Written exercise → Look in the data below for the line that contains "[locate] referee -- the". Copy that line and the remaining lines exactly.

Image point annotation entries →

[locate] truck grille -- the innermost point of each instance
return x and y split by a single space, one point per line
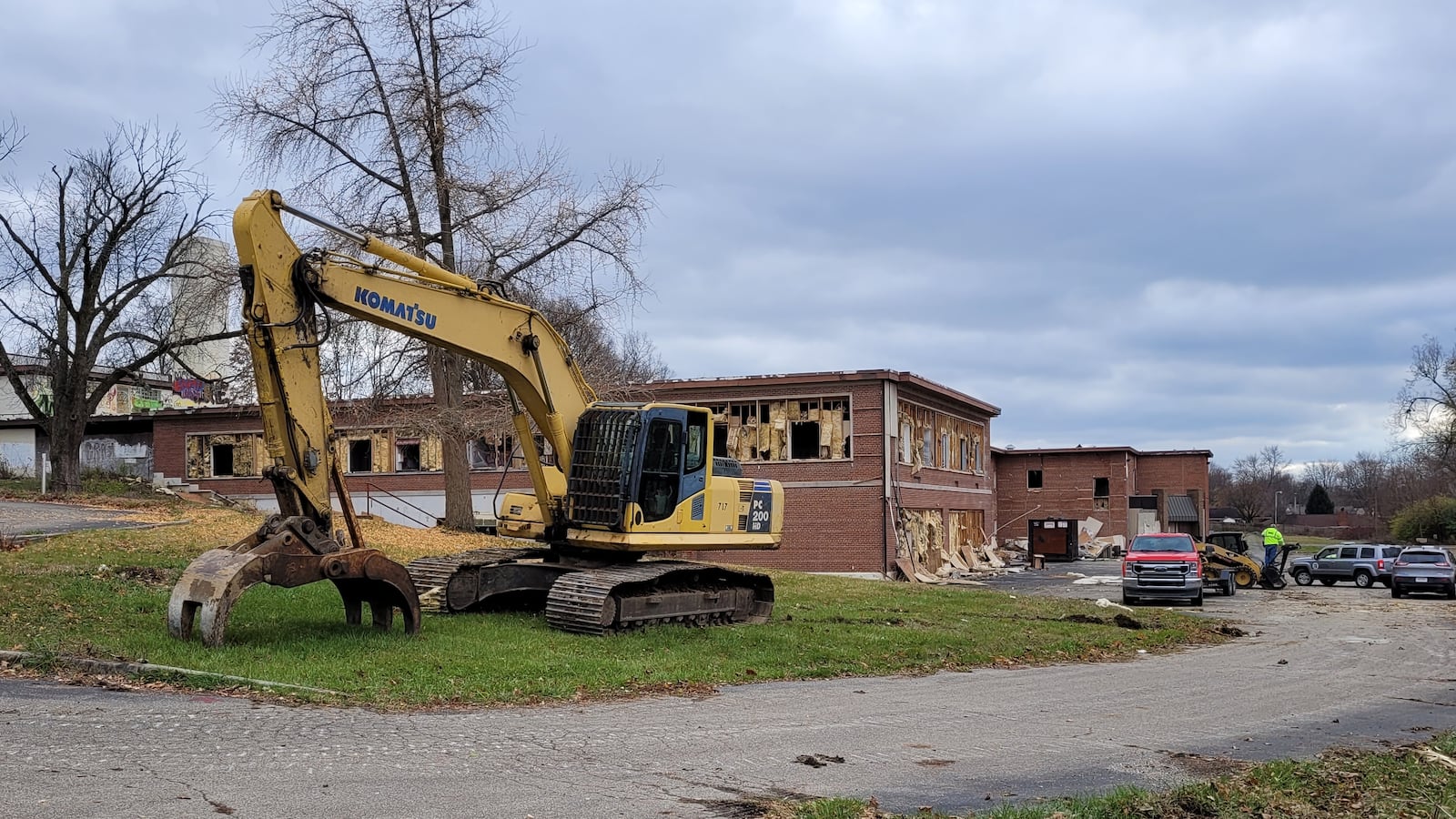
1159 573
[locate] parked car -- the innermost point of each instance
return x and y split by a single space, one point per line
1424 570
1162 566
1363 564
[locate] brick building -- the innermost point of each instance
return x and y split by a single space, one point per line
873 462
858 490
1127 490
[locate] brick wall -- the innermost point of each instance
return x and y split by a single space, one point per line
834 509
1067 482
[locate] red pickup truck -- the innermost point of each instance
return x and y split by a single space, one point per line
1164 566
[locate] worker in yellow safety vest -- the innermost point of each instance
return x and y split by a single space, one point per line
1271 542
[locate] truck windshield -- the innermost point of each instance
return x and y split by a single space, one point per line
1162 545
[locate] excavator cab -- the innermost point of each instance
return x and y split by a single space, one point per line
635 464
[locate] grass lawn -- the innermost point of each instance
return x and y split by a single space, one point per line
1337 784
106 593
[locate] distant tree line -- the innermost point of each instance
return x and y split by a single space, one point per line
1411 486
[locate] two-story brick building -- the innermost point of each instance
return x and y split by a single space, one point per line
1130 491
874 462
877 465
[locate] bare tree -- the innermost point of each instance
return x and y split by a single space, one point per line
1426 407
1252 481
395 116
91 258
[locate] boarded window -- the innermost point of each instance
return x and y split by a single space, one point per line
939 440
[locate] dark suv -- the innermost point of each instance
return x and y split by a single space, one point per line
1365 564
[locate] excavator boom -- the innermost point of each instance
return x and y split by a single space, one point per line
626 479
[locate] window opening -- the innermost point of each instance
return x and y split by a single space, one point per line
696 442
491 453
657 493
361 455
407 457
803 440
222 460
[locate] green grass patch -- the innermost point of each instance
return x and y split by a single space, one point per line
1337 784
106 595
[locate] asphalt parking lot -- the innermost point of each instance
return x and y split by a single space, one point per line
34 519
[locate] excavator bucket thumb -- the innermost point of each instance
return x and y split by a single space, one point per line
278 555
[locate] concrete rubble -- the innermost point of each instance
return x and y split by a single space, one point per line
956 554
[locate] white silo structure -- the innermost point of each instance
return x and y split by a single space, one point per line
201 295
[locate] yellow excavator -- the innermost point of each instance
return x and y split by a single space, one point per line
628 479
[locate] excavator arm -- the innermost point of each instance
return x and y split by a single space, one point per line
645 480
283 293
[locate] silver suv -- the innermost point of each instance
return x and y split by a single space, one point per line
1365 564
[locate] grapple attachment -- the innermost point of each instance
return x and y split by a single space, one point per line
290 551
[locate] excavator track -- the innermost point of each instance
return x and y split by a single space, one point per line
433 574
621 598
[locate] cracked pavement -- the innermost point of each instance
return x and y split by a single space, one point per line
1359 669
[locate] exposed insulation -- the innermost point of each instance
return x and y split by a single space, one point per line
922 538
763 430
196 465
943 442
249 453
431 453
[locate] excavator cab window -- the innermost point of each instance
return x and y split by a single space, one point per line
696 442
662 470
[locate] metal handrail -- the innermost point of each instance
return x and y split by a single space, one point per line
369 506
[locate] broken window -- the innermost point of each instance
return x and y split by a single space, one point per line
222 460
225 455
803 439
491 452
407 455
795 429
361 455
939 440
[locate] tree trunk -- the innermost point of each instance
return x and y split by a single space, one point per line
66 457
448 378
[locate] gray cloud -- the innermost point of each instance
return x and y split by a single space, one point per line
1142 223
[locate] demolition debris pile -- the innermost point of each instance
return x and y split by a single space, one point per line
960 551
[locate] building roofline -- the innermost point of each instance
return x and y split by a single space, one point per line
1094 450
832 376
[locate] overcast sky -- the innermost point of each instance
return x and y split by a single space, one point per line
1155 225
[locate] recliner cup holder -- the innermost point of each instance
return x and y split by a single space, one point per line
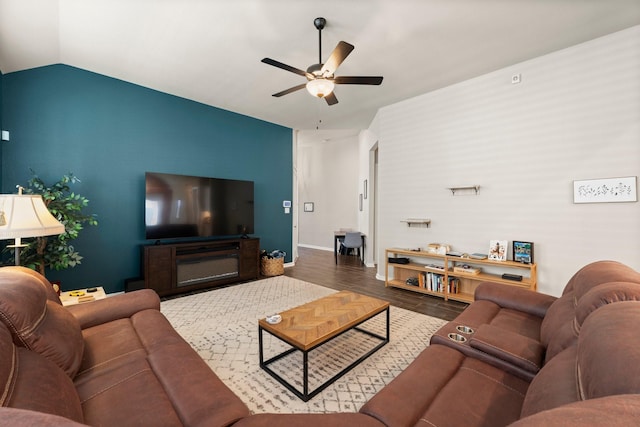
457 337
465 329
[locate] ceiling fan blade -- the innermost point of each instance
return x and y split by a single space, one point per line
342 50
291 89
357 80
331 99
287 67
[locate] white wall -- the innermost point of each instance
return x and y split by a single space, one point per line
575 115
328 175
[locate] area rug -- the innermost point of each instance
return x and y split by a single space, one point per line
222 326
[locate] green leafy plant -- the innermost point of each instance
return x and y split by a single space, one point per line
57 252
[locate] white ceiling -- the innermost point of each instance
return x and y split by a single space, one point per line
210 50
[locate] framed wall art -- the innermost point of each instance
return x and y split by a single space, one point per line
523 252
498 250
605 190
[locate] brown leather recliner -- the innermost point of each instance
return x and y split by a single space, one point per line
519 330
112 362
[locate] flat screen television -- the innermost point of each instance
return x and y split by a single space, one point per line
183 206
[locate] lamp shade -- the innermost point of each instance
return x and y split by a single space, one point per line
26 215
320 87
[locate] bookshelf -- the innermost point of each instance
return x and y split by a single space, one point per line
445 276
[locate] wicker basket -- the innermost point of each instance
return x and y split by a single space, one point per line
272 266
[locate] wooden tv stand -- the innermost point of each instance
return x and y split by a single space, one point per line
182 267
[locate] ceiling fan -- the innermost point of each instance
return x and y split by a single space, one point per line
320 77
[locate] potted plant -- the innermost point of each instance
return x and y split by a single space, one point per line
57 252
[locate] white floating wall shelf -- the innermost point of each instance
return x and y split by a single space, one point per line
417 222
475 188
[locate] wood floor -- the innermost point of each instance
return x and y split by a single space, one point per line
319 267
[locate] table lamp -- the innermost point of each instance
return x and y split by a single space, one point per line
25 215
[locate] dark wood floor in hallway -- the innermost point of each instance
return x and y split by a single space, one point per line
319 267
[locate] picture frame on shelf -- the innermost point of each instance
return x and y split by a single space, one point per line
522 252
498 250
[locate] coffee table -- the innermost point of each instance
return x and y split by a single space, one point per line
313 324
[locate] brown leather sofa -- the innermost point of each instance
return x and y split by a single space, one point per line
111 362
531 360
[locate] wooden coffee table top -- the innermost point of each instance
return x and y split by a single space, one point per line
318 321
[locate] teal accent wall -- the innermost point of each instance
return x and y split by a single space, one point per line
1 142
109 132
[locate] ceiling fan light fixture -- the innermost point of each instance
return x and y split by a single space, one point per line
320 87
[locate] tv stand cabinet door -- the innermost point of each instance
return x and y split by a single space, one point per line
249 259
159 271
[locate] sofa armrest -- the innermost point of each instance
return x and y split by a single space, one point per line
119 306
511 347
515 298
24 418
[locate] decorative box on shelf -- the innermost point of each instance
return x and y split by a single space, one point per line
466 269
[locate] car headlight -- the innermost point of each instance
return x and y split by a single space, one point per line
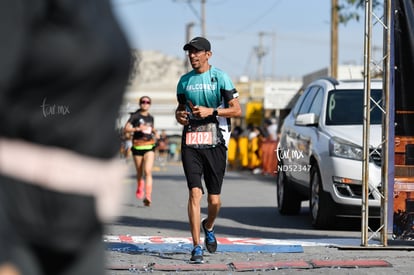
344 149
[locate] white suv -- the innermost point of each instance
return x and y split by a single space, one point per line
320 152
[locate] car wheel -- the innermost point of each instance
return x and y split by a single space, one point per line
320 204
288 200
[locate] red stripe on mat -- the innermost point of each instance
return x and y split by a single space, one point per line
245 266
350 263
190 267
125 239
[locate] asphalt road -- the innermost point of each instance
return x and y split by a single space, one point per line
248 211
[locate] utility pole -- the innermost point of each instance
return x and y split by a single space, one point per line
260 53
201 16
334 38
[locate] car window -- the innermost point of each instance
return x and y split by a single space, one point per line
346 107
307 102
295 109
316 106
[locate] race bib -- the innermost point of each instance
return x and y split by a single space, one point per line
199 136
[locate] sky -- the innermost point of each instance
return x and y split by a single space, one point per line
296 33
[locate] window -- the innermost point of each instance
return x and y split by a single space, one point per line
346 107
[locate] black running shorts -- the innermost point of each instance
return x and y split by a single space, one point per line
210 163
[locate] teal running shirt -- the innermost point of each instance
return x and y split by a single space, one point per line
213 89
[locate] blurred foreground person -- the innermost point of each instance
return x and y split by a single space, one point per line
64 66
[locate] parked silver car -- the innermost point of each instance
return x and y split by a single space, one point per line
320 152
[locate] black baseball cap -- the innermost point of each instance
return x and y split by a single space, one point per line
199 43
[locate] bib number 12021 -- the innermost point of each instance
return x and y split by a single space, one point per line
198 138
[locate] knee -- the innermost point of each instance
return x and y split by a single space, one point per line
214 200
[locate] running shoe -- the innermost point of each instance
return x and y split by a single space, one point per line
210 240
147 202
140 190
197 255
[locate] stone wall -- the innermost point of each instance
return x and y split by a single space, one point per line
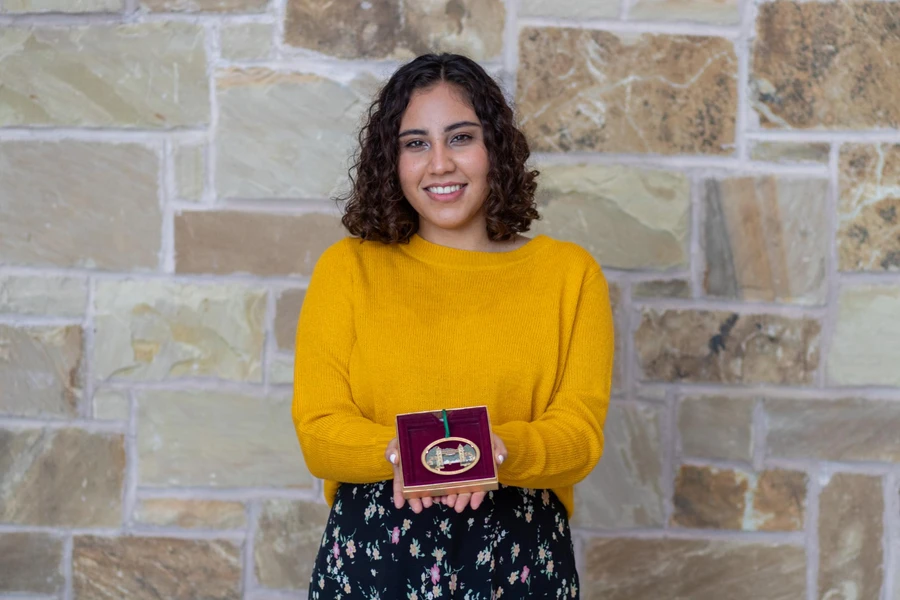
165 167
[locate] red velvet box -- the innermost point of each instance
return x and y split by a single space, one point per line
451 470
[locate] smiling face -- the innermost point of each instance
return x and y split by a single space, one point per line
443 164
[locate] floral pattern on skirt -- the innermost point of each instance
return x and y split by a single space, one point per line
517 544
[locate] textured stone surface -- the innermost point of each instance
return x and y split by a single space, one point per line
722 347
588 90
61 478
396 29
190 514
286 543
790 152
147 75
646 569
78 204
851 509
30 562
43 296
160 330
627 218
716 427
624 490
826 65
148 568
866 344
766 239
262 244
869 208
287 313
841 430
40 371
285 135
217 439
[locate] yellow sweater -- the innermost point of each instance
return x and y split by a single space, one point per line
388 329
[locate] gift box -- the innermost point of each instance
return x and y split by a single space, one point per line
446 452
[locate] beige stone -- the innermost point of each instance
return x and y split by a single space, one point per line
285 135
217 439
287 541
112 568
851 509
30 562
262 244
716 427
790 152
726 12
40 371
138 75
78 204
626 218
866 344
582 90
155 330
43 296
839 430
247 41
625 488
722 347
810 73
653 569
85 489
766 239
396 29
191 514
869 223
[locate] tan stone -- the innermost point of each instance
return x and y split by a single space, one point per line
866 344
85 489
40 371
766 239
191 514
851 509
722 347
44 296
217 439
653 569
287 541
726 12
247 41
626 218
138 75
78 204
30 562
826 65
840 430
716 427
396 29
157 330
287 313
589 90
262 244
869 208
108 568
625 488
285 135
790 152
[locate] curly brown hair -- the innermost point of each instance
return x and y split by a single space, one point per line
376 208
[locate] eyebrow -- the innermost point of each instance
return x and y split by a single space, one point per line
447 129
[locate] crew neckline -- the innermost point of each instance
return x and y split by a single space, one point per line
420 248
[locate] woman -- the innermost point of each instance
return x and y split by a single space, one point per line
439 302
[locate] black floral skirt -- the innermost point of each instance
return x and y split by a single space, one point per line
517 544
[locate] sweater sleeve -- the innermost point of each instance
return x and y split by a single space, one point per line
562 446
338 442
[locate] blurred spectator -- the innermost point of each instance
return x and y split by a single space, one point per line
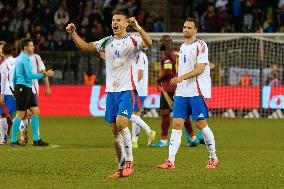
158 25
236 15
245 80
209 20
273 78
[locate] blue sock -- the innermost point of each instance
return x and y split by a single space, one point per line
187 136
15 129
35 126
200 135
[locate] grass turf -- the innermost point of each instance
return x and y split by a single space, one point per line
251 153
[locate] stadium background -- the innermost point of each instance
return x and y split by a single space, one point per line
81 153
235 54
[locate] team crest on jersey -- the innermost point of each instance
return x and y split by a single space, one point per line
125 112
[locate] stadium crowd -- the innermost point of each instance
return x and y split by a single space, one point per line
44 20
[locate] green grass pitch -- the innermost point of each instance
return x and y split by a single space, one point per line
251 153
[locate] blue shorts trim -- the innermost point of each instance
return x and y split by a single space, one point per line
118 103
10 103
185 106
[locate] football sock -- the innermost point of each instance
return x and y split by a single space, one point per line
3 127
209 141
15 129
166 121
35 127
22 126
139 121
126 138
174 144
135 132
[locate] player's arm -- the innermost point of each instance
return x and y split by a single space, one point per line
46 83
146 39
80 43
41 68
3 82
200 67
166 73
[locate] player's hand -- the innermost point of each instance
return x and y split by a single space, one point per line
102 55
2 99
49 73
47 91
70 28
133 22
159 88
175 80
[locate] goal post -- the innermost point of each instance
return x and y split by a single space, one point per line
248 78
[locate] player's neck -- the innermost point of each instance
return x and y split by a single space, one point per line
120 36
6 57
189 40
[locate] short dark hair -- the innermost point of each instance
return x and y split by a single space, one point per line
8 49
2 42
190 19
24 43
121 12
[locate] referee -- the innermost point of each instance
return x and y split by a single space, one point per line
22 80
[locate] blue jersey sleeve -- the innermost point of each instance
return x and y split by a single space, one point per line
29 72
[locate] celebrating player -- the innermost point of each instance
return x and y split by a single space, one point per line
6 98
38 67
22 80
120 51
168 71
193 83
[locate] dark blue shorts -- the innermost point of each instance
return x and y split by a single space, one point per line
139 101
186 106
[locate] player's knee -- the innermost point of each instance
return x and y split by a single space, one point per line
200 124
166 111
121 122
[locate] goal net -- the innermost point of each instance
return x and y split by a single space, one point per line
248 79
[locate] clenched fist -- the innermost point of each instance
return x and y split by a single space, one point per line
71 28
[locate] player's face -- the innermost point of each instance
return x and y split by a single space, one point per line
189 29
1 52
119 24
30 48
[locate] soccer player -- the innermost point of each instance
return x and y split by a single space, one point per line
193 83
23 76
38 67
168 71
120 50
140 78
6 98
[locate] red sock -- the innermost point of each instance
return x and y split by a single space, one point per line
166 121
188 127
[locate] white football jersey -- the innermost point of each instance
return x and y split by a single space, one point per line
189 56
37 67
141 63
7 72
119 55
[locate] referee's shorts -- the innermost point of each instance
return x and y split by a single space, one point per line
24 97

Answer to this problem →
[locate] referee -- the innermost point of each instance
return x and y split by a single space, one point per line
22 80
[locate] blue jersey sleeve -- the innermost point of each instance
return x and y split by a single space, one point per line
29 72
[locate] celebrating player -- the innermost point of each instance
return x and y split by a single space, one point per line
6 98
38 67
22 80
120 51
168 71
193 83
[locate] dark blue shorts -- the innermost point of each instance
return x and y split by a single space, one point per line
139 101
186 106
[locate] player's knee -- the innermost point of each instance
return x and y split by a single space, one point per line
200 124
166 111
121 122
[locate] goal net -- the innermost point of each instance
return x and y split by a single space, one point per line
248 79
[locate] clenched fist -- the innermost point of each instance
return x and y split by a single space, one point per line
71 28
[locate] player's face -- the innermost point of each instance
return x and y split by a single space, one point per line
189 29
1 52
119 24
30 48
[locate] soccer player -- the innermost point of each instance
return x and y split by a single space, one point per line
193 83
23 76
38 67
168 71
120 50
140 78
6 98
[locate] red sock -- the innermost point of each instance
return x and y split by a single space, one point per line
166 121
188 127
[locate] white football jersey -- the innermost point of each instance
return x and y split by a single space, one point per line
189 56
37 67
141 63
7 72
119 55
[locate] referee's shorts -- the innermost point of each instance
return x and y split by a single space, one point per line
24 97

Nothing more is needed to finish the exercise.